* **Aufgabenstellung**:
Führe den Text über den 70. Verfassungstag von Rheinland-Pfalz im Anschluss an seinen letzten Satz weiter.
------ Ausgangstext ------
70. Verfassungstag von Rheinland-Pfalz

Sozialpartner und Kirchen rufen zur Verteidigung unserer Werte auf

Landesverfassung 70 (c) Bistum Mainz / Blum
Datum:
Di. 16. Mai 2017
Von:
tob (MBN)
Mainz. „Ein Leben in Frieden und Freiheit braucht eine offene Gesellschaft, Demokratie, Achtung der Presse-, Rede- und Religionsfreiheit sowie internationale Kooperation und die europäische Integration.“ Das haben die Kirchen und Sozialpartner in Rheinland-Pfalz zum 70. Verfassungstag in einer Gemeinsamen Erklärung formuliert.

Die am 18. Mai 1947 verabschiedete Verfassung des Landes sei gemeinsam mit dem Grundgesetz der Bundesrepublik Deutschland und den europäischen Verträgen die Grundlage unseres Gemeinwesens, betonten Vertreter des Deutschen Gewerkschaftsbundes Rheinland-Pfalz/Saarland (DGB), der Landesvereinigung Unternehmerverbände Rheinland-Pfalz (LVU), der Evangelischen Kirchen in Rheinland-Pfalz und der Katholischen (Erz-)Bistümer in Rheinland-Pfalz bei einem Pressegespräch am Dienstag, 16. Mai, im Büro der Evangelischen Kirchen in Rheinland-Pfalz in Mainz. 

Ordinariatsdirektor Dieter Skala, Leiter des Katholischen Büros Mainz, verwies darauf, dass Rheinland-Pfälzer in sich zugleich die deutsche, die europäische und die weltweite Perspektive tragen. Der Katholischen Kirche sei dies als „ältestem Global Player“ vertraut. „Gerade wegen der weltweiten Dimension ist die Kirche überzeugt, dass ein Menschenbild, das den Nächsten als Bruder oder Schwester erkennt, auch über nationale Grenzen hinausreichen muss. Unser Blick hat deshalb von Anfang an das europäische Einigungswerk positiv begleitet, das uns nach Jahrhunderten kriegerischer Auseinandersetzung nun eine so lange Friedensphase gesichert hat“, sagte Skala.
------ Rohdaten ------
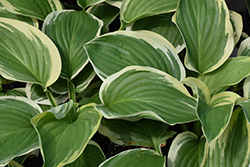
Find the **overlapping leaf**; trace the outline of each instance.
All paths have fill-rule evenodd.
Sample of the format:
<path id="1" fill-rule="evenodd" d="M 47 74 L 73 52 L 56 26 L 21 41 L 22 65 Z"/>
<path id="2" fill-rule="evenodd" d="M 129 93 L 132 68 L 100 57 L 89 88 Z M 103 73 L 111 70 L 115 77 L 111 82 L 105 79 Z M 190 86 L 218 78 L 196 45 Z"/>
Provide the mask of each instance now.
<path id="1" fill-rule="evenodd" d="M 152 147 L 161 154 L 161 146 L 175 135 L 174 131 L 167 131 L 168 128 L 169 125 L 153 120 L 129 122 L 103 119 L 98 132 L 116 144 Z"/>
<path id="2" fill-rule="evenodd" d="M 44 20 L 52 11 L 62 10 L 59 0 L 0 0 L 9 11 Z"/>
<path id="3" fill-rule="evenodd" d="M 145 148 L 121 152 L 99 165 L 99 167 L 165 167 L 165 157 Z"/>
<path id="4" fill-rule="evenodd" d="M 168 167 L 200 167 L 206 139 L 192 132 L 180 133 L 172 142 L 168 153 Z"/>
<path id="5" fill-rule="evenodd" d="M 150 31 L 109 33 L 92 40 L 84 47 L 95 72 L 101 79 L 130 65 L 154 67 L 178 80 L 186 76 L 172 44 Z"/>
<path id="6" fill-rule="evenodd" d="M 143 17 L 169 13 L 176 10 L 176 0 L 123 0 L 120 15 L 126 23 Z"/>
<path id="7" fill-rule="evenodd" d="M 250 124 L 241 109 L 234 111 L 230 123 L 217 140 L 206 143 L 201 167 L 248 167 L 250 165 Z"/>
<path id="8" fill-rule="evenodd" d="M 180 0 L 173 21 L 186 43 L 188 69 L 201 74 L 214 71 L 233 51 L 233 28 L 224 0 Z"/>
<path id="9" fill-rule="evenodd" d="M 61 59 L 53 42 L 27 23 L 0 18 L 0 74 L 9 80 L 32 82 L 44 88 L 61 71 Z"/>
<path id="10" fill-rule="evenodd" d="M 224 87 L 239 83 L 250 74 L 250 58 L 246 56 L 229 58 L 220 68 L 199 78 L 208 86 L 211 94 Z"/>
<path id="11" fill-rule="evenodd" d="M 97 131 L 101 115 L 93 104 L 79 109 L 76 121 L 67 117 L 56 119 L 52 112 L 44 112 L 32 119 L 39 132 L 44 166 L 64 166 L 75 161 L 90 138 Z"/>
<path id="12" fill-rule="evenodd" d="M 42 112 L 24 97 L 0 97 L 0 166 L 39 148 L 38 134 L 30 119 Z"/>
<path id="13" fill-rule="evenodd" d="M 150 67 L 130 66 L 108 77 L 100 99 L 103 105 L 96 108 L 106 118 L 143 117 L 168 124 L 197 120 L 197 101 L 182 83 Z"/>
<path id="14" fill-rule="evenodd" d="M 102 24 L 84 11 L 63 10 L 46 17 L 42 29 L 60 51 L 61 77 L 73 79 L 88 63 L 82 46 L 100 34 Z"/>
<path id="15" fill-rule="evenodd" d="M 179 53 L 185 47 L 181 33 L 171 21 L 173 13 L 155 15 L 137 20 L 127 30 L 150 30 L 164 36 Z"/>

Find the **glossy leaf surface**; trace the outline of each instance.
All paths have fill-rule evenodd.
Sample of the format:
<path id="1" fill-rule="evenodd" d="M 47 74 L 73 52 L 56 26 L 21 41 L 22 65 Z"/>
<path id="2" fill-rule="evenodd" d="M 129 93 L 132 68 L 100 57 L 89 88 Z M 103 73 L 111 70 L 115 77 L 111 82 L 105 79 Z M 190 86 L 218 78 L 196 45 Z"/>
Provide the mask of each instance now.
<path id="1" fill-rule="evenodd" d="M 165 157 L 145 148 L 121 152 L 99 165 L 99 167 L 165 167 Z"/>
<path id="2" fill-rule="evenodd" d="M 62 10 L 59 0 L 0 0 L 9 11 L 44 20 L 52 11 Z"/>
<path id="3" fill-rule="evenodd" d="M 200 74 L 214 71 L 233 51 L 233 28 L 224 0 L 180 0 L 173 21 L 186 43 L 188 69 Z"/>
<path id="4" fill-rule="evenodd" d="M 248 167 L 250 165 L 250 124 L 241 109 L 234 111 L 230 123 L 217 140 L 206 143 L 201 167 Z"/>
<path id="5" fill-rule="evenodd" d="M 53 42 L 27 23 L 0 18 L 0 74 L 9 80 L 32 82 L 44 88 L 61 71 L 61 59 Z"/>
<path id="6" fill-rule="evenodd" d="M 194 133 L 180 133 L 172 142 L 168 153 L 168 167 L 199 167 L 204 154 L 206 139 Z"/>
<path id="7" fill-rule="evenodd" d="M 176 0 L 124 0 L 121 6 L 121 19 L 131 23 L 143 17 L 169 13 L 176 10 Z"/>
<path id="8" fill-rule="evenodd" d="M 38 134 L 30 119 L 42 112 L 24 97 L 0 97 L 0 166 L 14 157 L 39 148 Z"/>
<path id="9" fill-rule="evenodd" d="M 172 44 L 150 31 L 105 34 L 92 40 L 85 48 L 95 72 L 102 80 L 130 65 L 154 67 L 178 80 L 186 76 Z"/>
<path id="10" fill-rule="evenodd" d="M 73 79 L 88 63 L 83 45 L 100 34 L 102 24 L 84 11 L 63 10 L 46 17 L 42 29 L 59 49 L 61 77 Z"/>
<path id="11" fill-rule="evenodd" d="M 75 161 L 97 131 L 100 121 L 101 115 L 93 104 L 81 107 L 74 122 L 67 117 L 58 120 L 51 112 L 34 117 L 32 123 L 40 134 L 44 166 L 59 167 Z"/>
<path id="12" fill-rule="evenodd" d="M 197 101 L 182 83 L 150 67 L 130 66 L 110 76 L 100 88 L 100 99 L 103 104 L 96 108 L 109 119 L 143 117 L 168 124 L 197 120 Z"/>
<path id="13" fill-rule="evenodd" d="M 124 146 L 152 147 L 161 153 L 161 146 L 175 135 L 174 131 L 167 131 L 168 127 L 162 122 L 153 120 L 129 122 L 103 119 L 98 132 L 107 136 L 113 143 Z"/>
------
------ Rohdaten ------
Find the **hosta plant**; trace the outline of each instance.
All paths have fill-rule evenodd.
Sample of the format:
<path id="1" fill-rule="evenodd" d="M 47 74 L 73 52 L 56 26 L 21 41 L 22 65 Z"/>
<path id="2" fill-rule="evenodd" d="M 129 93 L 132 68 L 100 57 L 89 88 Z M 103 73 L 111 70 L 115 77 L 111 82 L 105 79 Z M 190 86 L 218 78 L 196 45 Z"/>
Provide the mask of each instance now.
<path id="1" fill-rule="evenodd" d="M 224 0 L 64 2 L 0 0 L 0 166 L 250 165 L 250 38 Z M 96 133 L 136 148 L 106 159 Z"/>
------
* **Antwort zur Aufgabe**:
Er verwies darauf, dass der Gottesbezug der rheinland-pfälzischen Verfassung „nicht auf ein spezifisches Gottesbild einer einzelnen religiösen Tradition eingegrenzt“ sei. Damit bilde sich auch über die Verfassung ab, „dass Rheinland-Pfalz ein inzwischen auch in religiöser Hinsicht vielfältiges Land mit Offenheit gegenüber Menschen unterschiedlichen Glaubens ist“. Wörtlich sagte Skala: „Wichtig ist die stete Erinnerung daran, dass es keinen Frieden geben wird, der nicht auch einen Frieden zwischen den Religionen umfasst. Gerade deshalb sind wir froh über die durch die Verfassung garantierte Religionsfreiheit in unserem Land. Wir wissen aus vielen Ländern unserer Erde um die Begrenzung und Missachtung dieses Grundrechts und um die hieraus resultierenden Folgen. Aus unserer Sicht ist und bleibt diese Freiheit ein besonders wichtiges Element, das es auch bei uns immer wieder neu zu beachten und zu verteidigen gilt.“

Es sei eine bleibende Aufgabe, die demokratische Verfasstheit des Landes zu bewahren: „Demokratie zu leben und zu stärken ist Aufgabe jedes einzelnen Bürgers.“ Auch die Kirche sähe sich „immer wieder aufgerufen, unseren je nach Situation ganz eigenen Beitrag hierbei zu leisten“. Skala würdigte die Landesverfassung als „eine Garantin der Freiheit“ und dankte „den vielen Politikerinnen und Politikern in unserem Land von der Kommunal- bis zur Europaebene, aber auch den vielen über die Politik hinaus engagierten Menschen, die es sich – durch die Jahrzehnte hinweg bis heute – zur Aufgabe gemacht haben, für die Würde des Menschen einzutreten und unsere Demokratie weiterzuentwickeln“.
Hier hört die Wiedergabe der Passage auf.